◆ Objective A: Tally the lines of the records below that contain the string "marker", and reply with the number only.

◆ Quoted text:
###

Your first customers speakers include Sunny Hunt and several others. We have yet to announce. I of course will be there. MCing doing magic tricks, telling bad jokes. The recordings from the event will be available for ticket holders and when you show up live, you can ask questions from the speakers and after the talks we’ll have our Founder by Founder session, which is like the digital version of our hallway track to get all the details and snag your ticket. They’re really inexpensive. You really should grab one in case you want to watch the videos, microcomp.com/remote promo code startups 15 for $15 off. Let’s dive into our first listener question from longtime listener, MicroConf attendee and speaker and many time question asker. James Kennedy.
Speaker 2:
Hey Sherry and Rob, I just finished Exit Strategy. Really worthwhile read, even if you’ve read all the books about exiting at a fresh take, and I’m glad I read it, recommend it. I have a follow on question which is, have you ever heard of people doing a management buyout, so that means their team actually buying the company because I’m honest, the one thing I got from the book was, wow, this exit stuff is way more stressful than I thought it was going to be. If it ever happened or whatever, I thought it’d been a much nicer actually to be able to sell my company to my team one day when I want to go and do something else. Maybe you have, maybe you haven’t, but either way, awesome book. Highly recommend it.
Rob Walling:
Congratulations. Thanks for the compliments on the book, James. Sharon and I are really proud of this one and I think it’s going to help a lot of people out as they exit. I like your question around management buyouts, so my answer is I have heard of approximately zero startup founders doing that. It of course exists. We do talk about it a little bit, but I don’t blame you for missing it. I think we have half a page on it where we talk about who buys companies and we go in order from top to bottom in terms of who we see usually paying the most, and so strategic buyers are at the top, private equity and then search funds. Then high net worth individuals, then your co-founders, and at the very bottom we have your network, your customers or your employees, and that would of course include a management buyout.
These are much more common with traditional, I’d say brick and mortars and manufacturing. There’s certain segments where this makes sense where you either have a lot of employees in the business is extremely stable and they can get a loan or some type of seller financing makes sense and the multiples aren’t huge and it’s based on ebitda, right? It’s based on net profit per year, and so if you sell for whatever the multiple is, three years, four years, five years, if you keep running the business, well you’re going to make that money back, be able to pay back the seller financing or the loan. The challenge I think with SaaS is since the multiples are high, and if you’re doing 2 million or more per year and you’re growing, you’re going to get a revenue multiple most likely. And so yeah, let’s say you take a 2 million a r, a SaaS company that’s making almost, that’s basically break even, but growing quickly and you sell it for 10, 12, 14 million manage and buying that out would be tough.
Now, on the flip side, I have heard of one founder who has sold a small software product that I believe let’s say was doing half a million a RR and it was stable but flat and the team is super small and one of the employees, one of the team members wanted to buy it, and so they did just kind of work out a deal for a super low multiple and the founder was happy because he was able to kind of pass it along to someone who really wanted to grow it and the team member was happy because they wanted to be an entrepreneur, but obviously it’s hard with a day job to do at nights and weekends. So I have seen it done and I think it works especially well if you don’t have other options to sell for higher multiples. If you’re growing quickly and you can get these really accelerated aggressive SaaS multiples, management buyout just isn’t, it’s not going to compare to that.

###

◆ Objective B: According to the podcast transcript, which kind of buyer sits at the top of the list of those who usually pay the most?

◆ Data lines:
###

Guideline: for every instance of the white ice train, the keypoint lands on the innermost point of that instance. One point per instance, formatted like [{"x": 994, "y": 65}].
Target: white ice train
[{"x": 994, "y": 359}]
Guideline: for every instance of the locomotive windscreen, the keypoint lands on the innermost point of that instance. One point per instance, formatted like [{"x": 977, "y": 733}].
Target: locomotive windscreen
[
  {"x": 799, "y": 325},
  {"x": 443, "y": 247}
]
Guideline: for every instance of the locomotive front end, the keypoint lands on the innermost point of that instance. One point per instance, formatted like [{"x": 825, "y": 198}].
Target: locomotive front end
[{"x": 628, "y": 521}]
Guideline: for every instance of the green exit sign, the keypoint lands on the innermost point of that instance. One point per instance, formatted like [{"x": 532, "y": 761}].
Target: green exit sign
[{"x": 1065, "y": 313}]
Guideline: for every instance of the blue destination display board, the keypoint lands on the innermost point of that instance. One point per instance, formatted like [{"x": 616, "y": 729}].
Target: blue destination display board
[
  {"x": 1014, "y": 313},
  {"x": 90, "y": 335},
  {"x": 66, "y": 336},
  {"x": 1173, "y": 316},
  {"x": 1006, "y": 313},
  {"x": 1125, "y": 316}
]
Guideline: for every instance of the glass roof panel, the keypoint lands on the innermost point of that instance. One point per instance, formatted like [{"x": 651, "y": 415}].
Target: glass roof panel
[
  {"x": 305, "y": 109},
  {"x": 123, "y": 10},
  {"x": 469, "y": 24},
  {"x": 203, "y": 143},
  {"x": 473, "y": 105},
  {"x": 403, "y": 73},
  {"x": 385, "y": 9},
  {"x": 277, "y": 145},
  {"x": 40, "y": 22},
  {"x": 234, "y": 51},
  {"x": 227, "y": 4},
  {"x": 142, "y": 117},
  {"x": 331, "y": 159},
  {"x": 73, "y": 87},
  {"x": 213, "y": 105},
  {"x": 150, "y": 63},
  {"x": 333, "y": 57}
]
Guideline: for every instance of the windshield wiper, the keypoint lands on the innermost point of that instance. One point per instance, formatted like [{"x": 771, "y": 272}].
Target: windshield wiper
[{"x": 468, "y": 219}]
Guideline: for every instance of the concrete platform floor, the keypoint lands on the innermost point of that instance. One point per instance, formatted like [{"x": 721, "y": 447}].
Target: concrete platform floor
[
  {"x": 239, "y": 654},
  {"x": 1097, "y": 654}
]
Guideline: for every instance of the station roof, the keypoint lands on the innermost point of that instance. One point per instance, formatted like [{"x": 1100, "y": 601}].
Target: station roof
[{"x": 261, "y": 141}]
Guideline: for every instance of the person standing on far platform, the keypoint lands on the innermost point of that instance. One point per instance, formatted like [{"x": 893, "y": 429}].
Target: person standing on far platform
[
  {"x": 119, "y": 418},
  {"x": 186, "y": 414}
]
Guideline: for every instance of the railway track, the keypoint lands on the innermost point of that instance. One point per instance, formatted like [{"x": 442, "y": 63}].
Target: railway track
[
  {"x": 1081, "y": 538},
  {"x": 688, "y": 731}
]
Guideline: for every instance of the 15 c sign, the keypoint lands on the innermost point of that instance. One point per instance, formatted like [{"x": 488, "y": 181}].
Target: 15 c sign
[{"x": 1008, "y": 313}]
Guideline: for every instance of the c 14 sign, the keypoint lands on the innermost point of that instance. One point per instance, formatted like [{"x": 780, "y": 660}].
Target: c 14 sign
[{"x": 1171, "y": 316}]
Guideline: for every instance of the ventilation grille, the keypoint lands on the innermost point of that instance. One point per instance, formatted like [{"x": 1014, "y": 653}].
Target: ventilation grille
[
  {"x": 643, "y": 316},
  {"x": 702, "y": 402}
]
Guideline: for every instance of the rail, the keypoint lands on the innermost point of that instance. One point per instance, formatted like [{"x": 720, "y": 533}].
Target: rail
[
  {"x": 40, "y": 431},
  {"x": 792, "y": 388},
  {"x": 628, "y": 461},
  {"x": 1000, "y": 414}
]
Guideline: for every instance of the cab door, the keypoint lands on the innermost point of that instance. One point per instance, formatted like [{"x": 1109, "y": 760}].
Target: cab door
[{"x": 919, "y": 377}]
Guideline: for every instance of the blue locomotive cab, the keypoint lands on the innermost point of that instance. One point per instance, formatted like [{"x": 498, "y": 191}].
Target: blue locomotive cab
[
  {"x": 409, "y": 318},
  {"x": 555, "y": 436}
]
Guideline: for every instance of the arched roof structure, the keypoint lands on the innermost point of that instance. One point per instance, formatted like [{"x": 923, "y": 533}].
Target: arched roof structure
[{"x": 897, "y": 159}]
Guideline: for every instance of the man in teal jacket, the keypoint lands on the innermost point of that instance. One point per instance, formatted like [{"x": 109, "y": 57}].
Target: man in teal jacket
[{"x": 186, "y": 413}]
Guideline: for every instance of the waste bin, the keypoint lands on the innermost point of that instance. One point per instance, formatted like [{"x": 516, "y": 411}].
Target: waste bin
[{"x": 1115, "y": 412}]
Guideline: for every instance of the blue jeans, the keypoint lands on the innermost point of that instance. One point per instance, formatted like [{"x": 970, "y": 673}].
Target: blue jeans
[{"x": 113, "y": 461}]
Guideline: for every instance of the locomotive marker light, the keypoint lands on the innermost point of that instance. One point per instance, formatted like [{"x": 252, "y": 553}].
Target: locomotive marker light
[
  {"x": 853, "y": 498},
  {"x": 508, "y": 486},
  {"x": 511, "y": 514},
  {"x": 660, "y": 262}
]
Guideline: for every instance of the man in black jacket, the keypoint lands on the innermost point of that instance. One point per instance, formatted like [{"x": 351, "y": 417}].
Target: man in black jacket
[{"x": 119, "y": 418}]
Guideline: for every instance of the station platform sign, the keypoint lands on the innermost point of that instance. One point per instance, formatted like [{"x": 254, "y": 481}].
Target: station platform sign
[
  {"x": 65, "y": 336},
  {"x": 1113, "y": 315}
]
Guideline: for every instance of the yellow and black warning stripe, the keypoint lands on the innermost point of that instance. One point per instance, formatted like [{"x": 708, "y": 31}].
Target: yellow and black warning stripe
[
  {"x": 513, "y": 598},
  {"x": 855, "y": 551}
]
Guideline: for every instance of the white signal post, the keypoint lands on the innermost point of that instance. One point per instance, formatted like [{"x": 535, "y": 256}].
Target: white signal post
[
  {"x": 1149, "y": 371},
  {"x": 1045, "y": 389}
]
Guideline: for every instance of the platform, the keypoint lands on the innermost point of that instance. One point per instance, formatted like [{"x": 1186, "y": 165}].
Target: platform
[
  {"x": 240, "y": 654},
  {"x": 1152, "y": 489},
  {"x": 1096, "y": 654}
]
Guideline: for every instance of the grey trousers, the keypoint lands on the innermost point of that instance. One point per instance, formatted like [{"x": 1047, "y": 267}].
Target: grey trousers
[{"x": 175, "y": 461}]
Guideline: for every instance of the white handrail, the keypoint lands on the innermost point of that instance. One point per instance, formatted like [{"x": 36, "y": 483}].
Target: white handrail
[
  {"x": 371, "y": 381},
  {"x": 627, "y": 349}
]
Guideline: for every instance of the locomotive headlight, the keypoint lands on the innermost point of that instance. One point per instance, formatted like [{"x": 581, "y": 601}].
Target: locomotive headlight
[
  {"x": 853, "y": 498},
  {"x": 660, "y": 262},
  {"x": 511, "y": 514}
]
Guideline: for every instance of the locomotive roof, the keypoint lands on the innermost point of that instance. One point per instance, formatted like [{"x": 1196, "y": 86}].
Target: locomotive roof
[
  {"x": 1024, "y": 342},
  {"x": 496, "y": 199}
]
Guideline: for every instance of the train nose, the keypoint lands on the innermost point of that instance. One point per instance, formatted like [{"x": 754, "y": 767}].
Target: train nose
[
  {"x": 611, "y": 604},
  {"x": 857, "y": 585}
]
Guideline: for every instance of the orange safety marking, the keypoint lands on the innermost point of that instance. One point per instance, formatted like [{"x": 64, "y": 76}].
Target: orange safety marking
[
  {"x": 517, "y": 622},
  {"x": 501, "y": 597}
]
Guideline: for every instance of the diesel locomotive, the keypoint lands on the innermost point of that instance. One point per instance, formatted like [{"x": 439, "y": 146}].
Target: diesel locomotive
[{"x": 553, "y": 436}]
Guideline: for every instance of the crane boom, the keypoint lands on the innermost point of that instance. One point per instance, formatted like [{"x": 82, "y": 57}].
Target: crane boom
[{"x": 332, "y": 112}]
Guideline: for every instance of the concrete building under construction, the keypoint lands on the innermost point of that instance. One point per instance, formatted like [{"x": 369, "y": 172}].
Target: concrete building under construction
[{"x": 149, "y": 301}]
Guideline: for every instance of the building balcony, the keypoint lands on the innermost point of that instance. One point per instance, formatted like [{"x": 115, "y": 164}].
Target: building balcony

###

◆ Written response A: 2

◆ Written response B: Strategic buyers.